**Excerpted text**
◆ ◆ ◆ ◆ ◆

20 Randomized Experiments

A Classroom Experiment

The Quiz

Let \((X_1, Y_1) \ldots (X_n, Y_n)\) be drawn with replacement from a population, where \(X_i \in \{0,1\}\). Define subsample means \[\hat\mu(0) = \frac{1}{N_0}\sum_{i:X_i=0} Y_i \qquad \hat\mu(1) = \frac{1}{N_1}\sum_{i:X_i=1} Y_i\] for \(N_x = \sum_i 1_{=x}(X_i)\). Show that \[\mathop{\mathrm{E}}[(\hat\mu(0) - \mu(0))(\hat\mu(1) - \mu(1))] = 0.\]

The Reveal

Last week’s homework included a problem very similar to this one. Some of you had access to a hint; some of you didn’t. We randomized who got the hint key.

Let’s see what happened. Write your quiz score on a slip of paper with your name.

Classroom Activity

Sort the slips into two piles: students who got the hint key and students who didn’t. Tally the scores on the board.

Got hint (\(w=1\))	No hint (\(w=0\))
…	…

Calculate the group means \(\hat\mu(1)\) and \(\hat\mu(0)\), and the difference \(\hat\tau = \hat\mu(1) - \hat\mu(0)\).

Is this a real effect, or just noise? Did the hint help, hurt, or do nothing?

Unlike the simulations we’ve been running, we can’t answer this by repeating the experiment 10,000 times and looking at the sampling distribution. You can only do the homework for the first time once. This is the situation researchers are usually in: you run the experiment, you get one estimate, and you need theory to tell you what it means.

To answer these questions, we need to think carefully about what we’re trying to estimate and why randomization helps us estimate it.

Potential Outcomes

Your Potential Outcomes

Let’s think about this experiment more carefully. Each of you has two potential outcomes:

\(y_j(1)\) is the quiz score student \(j\) would get if they had access to the hint
\(y_j(0)\) is the quiz score student \(j\) would get if they didn’t have access to the hint

These are fixed numbers—characteristics of each student. The treatment effect for student \(j\) is the difference: \[\tau_j = y_j(1) - y_j(0).\]

This is how much the hint helps (or hurts) that particular student.

◆ ◆ ◆ ◆ ◆

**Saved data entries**
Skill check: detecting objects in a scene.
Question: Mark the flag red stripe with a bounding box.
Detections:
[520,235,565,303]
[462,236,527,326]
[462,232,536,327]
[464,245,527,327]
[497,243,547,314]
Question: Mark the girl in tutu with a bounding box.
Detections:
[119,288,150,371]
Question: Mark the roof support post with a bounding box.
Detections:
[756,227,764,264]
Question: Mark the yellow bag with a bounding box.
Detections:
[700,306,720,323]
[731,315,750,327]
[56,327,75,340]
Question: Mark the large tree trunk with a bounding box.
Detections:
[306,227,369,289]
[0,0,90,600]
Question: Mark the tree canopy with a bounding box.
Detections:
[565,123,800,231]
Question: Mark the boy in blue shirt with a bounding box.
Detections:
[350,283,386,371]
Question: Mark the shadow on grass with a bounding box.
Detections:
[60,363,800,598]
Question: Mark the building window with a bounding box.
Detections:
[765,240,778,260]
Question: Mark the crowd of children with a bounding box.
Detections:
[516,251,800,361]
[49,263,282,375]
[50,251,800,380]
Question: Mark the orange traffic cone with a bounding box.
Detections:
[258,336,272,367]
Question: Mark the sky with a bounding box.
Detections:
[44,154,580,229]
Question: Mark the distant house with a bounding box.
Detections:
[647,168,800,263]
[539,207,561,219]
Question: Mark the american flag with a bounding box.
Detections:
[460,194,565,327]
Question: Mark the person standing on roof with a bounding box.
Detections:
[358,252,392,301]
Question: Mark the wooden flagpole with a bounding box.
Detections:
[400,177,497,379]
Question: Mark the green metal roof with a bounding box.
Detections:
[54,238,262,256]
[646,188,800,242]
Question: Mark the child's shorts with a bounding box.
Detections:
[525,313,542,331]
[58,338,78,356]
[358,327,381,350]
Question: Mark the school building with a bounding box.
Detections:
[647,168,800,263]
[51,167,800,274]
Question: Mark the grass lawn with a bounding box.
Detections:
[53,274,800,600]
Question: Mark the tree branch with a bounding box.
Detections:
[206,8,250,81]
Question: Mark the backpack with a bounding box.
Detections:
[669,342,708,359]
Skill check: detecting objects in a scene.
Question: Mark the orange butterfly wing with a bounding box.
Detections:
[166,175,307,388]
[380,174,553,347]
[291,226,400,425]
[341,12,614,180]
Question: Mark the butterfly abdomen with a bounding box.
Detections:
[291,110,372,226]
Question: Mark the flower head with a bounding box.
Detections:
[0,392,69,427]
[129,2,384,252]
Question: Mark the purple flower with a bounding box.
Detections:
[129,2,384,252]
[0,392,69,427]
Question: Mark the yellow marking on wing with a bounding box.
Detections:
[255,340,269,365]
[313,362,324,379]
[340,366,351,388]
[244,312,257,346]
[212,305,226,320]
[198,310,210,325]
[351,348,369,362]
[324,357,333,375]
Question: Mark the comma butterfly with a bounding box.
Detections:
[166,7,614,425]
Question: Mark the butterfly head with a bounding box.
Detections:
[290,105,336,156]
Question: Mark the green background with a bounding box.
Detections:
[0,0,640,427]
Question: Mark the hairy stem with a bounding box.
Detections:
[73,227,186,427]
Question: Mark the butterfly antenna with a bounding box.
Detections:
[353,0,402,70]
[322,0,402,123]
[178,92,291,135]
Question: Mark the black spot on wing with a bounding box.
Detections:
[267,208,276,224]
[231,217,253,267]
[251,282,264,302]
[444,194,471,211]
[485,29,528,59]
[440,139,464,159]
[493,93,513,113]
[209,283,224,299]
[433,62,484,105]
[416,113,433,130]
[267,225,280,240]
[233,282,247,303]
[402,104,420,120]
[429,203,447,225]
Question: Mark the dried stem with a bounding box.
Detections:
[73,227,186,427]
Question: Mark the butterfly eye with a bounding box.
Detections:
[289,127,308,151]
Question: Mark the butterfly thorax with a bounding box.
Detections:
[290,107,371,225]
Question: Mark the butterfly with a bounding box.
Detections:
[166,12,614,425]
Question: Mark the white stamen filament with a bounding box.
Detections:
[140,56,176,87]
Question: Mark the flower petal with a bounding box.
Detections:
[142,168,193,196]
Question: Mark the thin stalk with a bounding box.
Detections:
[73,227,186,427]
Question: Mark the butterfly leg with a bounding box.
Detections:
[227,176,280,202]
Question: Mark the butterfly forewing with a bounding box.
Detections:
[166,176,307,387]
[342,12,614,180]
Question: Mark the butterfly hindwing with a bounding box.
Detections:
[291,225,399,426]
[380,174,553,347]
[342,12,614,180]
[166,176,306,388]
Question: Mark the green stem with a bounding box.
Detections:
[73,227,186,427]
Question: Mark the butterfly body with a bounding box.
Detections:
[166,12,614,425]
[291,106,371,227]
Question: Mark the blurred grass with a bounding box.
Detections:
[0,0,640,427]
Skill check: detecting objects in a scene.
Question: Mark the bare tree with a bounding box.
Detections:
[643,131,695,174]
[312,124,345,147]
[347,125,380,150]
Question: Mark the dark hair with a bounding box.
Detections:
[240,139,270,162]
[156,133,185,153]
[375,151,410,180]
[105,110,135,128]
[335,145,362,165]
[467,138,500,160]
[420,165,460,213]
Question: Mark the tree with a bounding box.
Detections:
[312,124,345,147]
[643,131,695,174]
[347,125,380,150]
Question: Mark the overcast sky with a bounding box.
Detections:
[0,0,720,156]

◆ ◆ ◆ ◆ ◆

**Short exercise A**
List every heading in the randomized experiments lesson, including its title, in the order they appear.
**Short exercise B**
Turn the saved data entries listing, from the line containing "Question: Mark the tree canopy" through the line containing "[324,357,333,375]" (both included), into a Markdown table with the columns Row and Entry. Leave out blank lines.

**Task answer A**
20 Randomized Experiments
A Classroom Experiment
The Quiz
The Reveal
Classroom Activity
Potential Outcomes
Your Potential Outcomes

**Task answer B**
| Row | Entry |
|---|---|
| 1 | Question: Mark the tree canopy with a bounding box. |
| 2 | Detections: |
| 3 | [565,123,800,231] |
| 4 | Question: Mark the boy in blue shirt with a bounding box. |
| 5 | Detections: |
| 6 | [350,283,386,371] |
| 7 | Question: Mark the shadow on grass with a bounding box. |
| 8 | Detections: |
| 9 | [60,363,800,598] |
| 10 | Question: Mark the building window with a bounding box. |
| 11 | Detections: |
| 12 | [765,240,778,260] |
| 13 | Question: Mark the crowd of children with a bounding box. |
| 14 | Detections: |
| 15 | [516,251,800,361] |
| 16 | [49,263,282,375] |
| 17 | [50,251,800,380] |
| 18 | Question: Mark the orange traffic cone with a bounding box. |
| 19 | Detections: |
| 20 | [258,336,272,367] |
| 21 | Question: Mark the sky with a bounding box. |
| 22 | Detections: |
| 23 | [44,154,580,229] |
| 24 | Question: Mark the distant house with a bounding box. |
| 25 | Detections: |
| 26 | [647,168,800,263] |
| 27 | [539,207,561,219] |
| 28 | Question: Mark the american flag with a bounding box. |
| 29 | Detections: |
| 30 | [460,194,565,327] |
| 31 | Question: Mark the person standing on roof with a bounding box. |
| 32 | Detections: |
| 33 | [358,252,392,301] |
| 34 | Question: Mark the wooden flagpole with a bounding box. |
| 35 | Detections: |
| 36 | [400,177,497,379] |
| 37 | Question: Mark the green metal roof with a bounding box. |
| 38 | Detections: |
| 39 | [54,238,262,256] |
| 40 | [646,188,800,242] |
| 41 | Question: Mark the child's shorts with a bounding box. |
| 42 | Detections: |
| 43 | [525,313,542,331] |
| 44 | [58,338,78,356] |
| 45 | [358,327,381,350] |
| 46 | Question: Mark the school building with a bounding box. |
| 47 | Detections: |
| 48 | [647,168,800,263] |
| 49 | [51,167,800,274] |
| 50 | Question: Mark the grass lawn with a bounding box. |
| 51 | Detections: |
| 52 | [53,274,800,600] |
| 53 | Question: Mark the tree branch with a bounding box. |
| 54 | Detections: |
| 55 | [206,8,250,81] |
| 56 | Question: Mark the backpack with a bounding box. |
| 57 | Detections: |
| 58 | [669,342,708,359] |
| 59 | Skill check: detecting objects in a scene. |
| 60 | Question: Mark the orange butterfly wing with a bounding box. |
| 61 | Detections: |
| 62 | [166,175,307,388] |
| 63 | [380,174,553,347] |
| 64 | [291,226,400,425] |
| 65 | [341,12,614,180] |
| 66 | Question: Mark the butterfly abdomen with a bounding box. |
| 67 | Detections: |
| 68 | [291,110,372,226] |
| 69 | Question: Mark the flower head with a bounding box. |
| 70 | Detections: |
| 71 | [0,392,69,427] |
| 72 | [129,2,384,252] |
| 73 | Question: Mark the purple flower with a bounding box. |
| 74 | Detections: |
| 75 | [129,2,384,252] |
| 76 | [0,392,69,427] |
| 77 | Question: Mark the yellow marking on wing with a bounding box. |
| 78 | Detections: |
| 79 | [255,340,269,365] |
| 80 | [313,362,324,379] |
| 81 | [340,366,351,388] |
| 82 | [244,312,257,346] |
| 83 | [212,305,226,320] |
| 84 | [198,310,210,325] |
| 85 | [351,348,369,362] |
| 86 | [324,357,333,375] |